> Records
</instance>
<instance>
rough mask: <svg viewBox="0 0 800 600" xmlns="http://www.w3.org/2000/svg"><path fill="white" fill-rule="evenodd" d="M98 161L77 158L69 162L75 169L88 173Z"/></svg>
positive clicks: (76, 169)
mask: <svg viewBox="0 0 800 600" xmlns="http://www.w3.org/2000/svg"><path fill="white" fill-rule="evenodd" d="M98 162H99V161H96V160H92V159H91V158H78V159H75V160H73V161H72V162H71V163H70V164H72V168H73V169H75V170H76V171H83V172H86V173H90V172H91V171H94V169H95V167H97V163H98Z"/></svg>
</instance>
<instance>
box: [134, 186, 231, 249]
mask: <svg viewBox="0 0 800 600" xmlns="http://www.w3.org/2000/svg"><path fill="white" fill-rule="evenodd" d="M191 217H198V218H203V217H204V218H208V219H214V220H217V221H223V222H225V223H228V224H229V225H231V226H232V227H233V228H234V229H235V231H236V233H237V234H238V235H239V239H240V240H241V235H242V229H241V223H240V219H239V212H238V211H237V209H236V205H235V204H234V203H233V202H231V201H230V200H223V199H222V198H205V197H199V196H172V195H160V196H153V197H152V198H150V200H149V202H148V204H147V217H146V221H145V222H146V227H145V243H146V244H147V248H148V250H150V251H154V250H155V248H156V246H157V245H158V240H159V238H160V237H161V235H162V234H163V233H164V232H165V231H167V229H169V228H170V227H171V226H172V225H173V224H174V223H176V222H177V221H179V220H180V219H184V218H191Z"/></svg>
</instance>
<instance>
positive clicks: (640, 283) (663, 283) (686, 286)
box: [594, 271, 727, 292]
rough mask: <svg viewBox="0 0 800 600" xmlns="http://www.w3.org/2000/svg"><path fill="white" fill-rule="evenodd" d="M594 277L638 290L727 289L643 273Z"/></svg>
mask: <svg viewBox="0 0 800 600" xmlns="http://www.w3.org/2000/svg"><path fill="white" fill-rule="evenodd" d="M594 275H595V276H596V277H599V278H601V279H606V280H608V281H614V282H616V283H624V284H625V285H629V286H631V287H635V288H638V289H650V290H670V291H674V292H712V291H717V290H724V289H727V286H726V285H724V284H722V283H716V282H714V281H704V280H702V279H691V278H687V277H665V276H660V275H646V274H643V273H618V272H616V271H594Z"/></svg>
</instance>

* * *

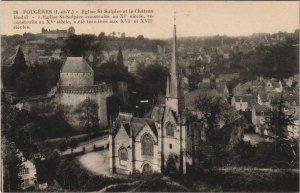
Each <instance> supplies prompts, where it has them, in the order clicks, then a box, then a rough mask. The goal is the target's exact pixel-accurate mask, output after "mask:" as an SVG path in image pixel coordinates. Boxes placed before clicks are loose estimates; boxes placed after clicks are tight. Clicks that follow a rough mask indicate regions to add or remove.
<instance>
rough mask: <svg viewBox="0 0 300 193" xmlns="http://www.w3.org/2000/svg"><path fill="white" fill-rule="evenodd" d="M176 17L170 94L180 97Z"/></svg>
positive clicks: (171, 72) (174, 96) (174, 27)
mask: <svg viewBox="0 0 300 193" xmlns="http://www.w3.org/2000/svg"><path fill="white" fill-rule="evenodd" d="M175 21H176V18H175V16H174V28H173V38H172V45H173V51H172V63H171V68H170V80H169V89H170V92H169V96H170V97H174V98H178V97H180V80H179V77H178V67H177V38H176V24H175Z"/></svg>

==

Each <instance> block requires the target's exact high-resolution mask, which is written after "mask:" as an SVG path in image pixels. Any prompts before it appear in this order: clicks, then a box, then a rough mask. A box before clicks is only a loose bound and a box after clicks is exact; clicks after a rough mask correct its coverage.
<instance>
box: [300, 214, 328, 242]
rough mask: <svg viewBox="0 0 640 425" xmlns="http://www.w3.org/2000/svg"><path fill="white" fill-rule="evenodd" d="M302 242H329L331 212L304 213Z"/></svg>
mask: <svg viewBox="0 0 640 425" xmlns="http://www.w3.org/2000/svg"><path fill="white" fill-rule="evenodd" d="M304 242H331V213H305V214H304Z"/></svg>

> To-do item
Put the material above, from the line containing "Each <instance> block" through the line containing "box: [300, 214, 328, 242]", into a Markdown table with the columns Row and Material line. Omit blank lines.

> Expected answer
| Row | Material line |
|---|---|
| 1 | Each <instance> block requires the target's exact high-resolution mask, which is written after "mask:" as an SVG path in image pixels. Any prompts before it appear in this order: clicks, then a box, then a rough mask. A box before clicks is only a loose bound and a box after clicks is exact; clicks after a rough mask correct its coverage. |
| 2 | <instance> |
| 3 | box: [300, 214, 328, 242] |